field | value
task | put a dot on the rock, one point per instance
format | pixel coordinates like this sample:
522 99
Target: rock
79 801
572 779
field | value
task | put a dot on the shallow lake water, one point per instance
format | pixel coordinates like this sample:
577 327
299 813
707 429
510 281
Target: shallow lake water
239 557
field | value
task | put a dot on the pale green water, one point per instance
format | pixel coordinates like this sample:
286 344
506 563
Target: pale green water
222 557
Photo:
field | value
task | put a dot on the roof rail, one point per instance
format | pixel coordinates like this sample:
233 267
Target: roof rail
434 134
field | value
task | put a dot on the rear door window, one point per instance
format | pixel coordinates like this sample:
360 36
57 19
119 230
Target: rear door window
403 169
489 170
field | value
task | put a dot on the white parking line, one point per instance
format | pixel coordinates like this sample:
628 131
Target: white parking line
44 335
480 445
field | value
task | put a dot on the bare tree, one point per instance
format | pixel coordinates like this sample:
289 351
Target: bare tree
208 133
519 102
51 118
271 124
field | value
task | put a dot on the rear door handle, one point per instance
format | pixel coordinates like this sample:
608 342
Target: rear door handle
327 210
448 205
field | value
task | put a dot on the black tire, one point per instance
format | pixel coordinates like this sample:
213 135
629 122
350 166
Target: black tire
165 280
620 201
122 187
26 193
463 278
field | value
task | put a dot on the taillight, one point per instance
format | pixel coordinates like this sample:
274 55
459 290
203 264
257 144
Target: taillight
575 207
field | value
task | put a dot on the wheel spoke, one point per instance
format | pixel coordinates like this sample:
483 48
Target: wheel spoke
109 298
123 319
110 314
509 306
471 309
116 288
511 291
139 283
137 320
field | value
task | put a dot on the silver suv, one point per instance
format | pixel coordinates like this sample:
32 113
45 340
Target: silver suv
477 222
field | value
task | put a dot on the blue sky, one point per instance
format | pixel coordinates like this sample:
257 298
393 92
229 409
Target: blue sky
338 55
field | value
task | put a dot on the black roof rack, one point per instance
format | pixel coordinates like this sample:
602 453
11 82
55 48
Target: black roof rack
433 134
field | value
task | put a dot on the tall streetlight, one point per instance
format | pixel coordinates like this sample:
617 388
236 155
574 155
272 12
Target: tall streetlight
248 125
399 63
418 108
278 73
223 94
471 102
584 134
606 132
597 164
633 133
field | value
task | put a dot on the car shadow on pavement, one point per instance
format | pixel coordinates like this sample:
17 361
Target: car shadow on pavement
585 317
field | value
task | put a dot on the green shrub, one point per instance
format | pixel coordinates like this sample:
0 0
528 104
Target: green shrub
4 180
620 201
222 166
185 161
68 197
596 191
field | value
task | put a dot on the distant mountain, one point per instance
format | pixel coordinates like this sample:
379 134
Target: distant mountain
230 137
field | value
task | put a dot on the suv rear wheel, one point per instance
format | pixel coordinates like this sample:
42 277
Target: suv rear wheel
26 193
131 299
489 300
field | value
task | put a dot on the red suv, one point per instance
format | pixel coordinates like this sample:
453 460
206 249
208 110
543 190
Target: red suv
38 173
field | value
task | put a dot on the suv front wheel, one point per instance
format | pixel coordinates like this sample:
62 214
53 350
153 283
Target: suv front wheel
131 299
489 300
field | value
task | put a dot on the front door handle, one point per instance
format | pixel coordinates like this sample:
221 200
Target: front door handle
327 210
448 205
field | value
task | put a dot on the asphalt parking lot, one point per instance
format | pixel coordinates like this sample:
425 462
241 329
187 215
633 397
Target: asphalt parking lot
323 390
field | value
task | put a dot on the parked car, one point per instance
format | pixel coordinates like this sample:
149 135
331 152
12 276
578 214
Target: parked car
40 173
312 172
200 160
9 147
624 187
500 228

==========

▶ [Your task]
Repeat the data above exactly.

▶ [Written reply]
field | value
task | put a dot on the rock, one point per instance
format | pixel coordinates like this sample:
522 99
Target: rock
79 801
572 779
field | value
task | put a dot on the shallow lake water, one point per instance
format | pixel coordinates like this sample:
577 327
299 813
707 429
510 281
Target: shallow lake water
239 557
field | value
task | put a dot on the pale green water, one point per instance
format | pixel coordinates like this sample:
286 344
506 563
Target: pale green water
222 557
Photo:
field | value
task | put a dot on the roof rail, one point per instance
format | pixel coordinates like this sample:
233 267
Target: roof rail
434 134
field | value
task | put a dot on the rear door window, one point per instance
format | pixel coordinates like this sample:
360 36
57 19
119 230
Target: rear door window
403 169
489 170
field | value
task | put a dot on the white parking line, one point per instance
format | pixel coordinates like this sample:
628 131
Target: white parking line
44 335
480 445
field | value
task | put a dot on the bare tree, one point per instance
format | pixel coordinates like this sample:
289 351
Target: bare tree
208 133
519 102
51 118
271 124
field | value
task | put a dot on the rear door handle, one point per instance
format | pixel coordinates like this sample:
608 342
Target: rear door handle
327 210
448 205
field | value
task | put a dot on the black tire, one point per instance
format | pixel coordinates like this sample:
213 135
629 122
350 166
Target: black tire
165 280
620 201
122 187
26 193
463 278
field | value
task | put a dot on the taillight, one point per instance
format | pixel coordinates like this sample:
274 55
459 290
203 264
257 144
Target: taillight
575 207
field | value
task | put a dot on the wheel spoke, one point per instance
format | pixel coordinates like this sample:
483 48
Target: wheel spoke
109 298
123 319
110 314
509 306
471 309
116 288
511 291
139 283
137 320
field | value
task | put a dot on the silver suv, one point per instance
format | pixel coordinates like this sample:
32 113
45 340
Target: silver suv
477 222
field | value
task | put a dot on the blue sky, one point per instance
format | pixel coordinates like this sample:
257 298
393 92
229 409
Target: blue sky
338 55
field | value
task | put a dot on the black roof rack, one point per instance
format | pixel coordinates like this sample:
602 453
11 82
55 48
Target: black roof rack
433 134
field | value
task | put a dot on the tall streetlight, one point per instance
format | pixel coordinates like this sample:
617 388
236 155
574 155
272 12
Target: tall streetlight
248 125
399 63
418 108
278 73
223 94
471 102
584 134
606 132
597 164
633 133
field | value
task | put a dot on the car shadow on pavement, one point per instance
format | pixel coordinates like this sample:
17 361
Target: car shadow on pavement
585 317
field | value
task | put a dot on the green shrub, one point per instance
format | pixel coordinates like this sample:
0 0
528 104
Target: green shrub
4 180
620 201
222 166
185 161
68 197
596 191
field | value
task | put a dot on the distant mountain, one point per instance
format | pixel coordinates like this sample:
379 134
Target: distant mountain
230 137
field | value
task | put a dot on the suv rear wheel, one point per instance
format | pixel coordinates like this sample:
42 277
Target: suv rear wheel
26 193
131 299
489 300
field | value
task | put a dot on the red suv, one point per instance
format | pixel coordinates like this sample:
453 460
206 249
208 110
543 190
Target: red suv
38 173
field | value
task | put a dot on the suv front wheel, one point per instance
format | pixel coordinates like this sample:
62 214
53 350
153 283
Target: suv front wheel
131 299
489 300
field | value
task | put a dot on the front door handle, one point per instance
format | pixel coordinates like this sample:
221 200
Target: front door handle
327 210
448 205
field | value
task | put a dot on the asphalt parking lot, one point per instance
format | pixel coordinates like this sample:
425 462
241 329
187 215
633 397
Target: asphalt parking lot
323 390
field | value
task | put a dot on the parked car, one point per instance
format | pixel coordinates like this sample:
149 135
331 152
12 276
578 214
Target: parked car
40 173
312 172
200 160
9 147
624 187
500 228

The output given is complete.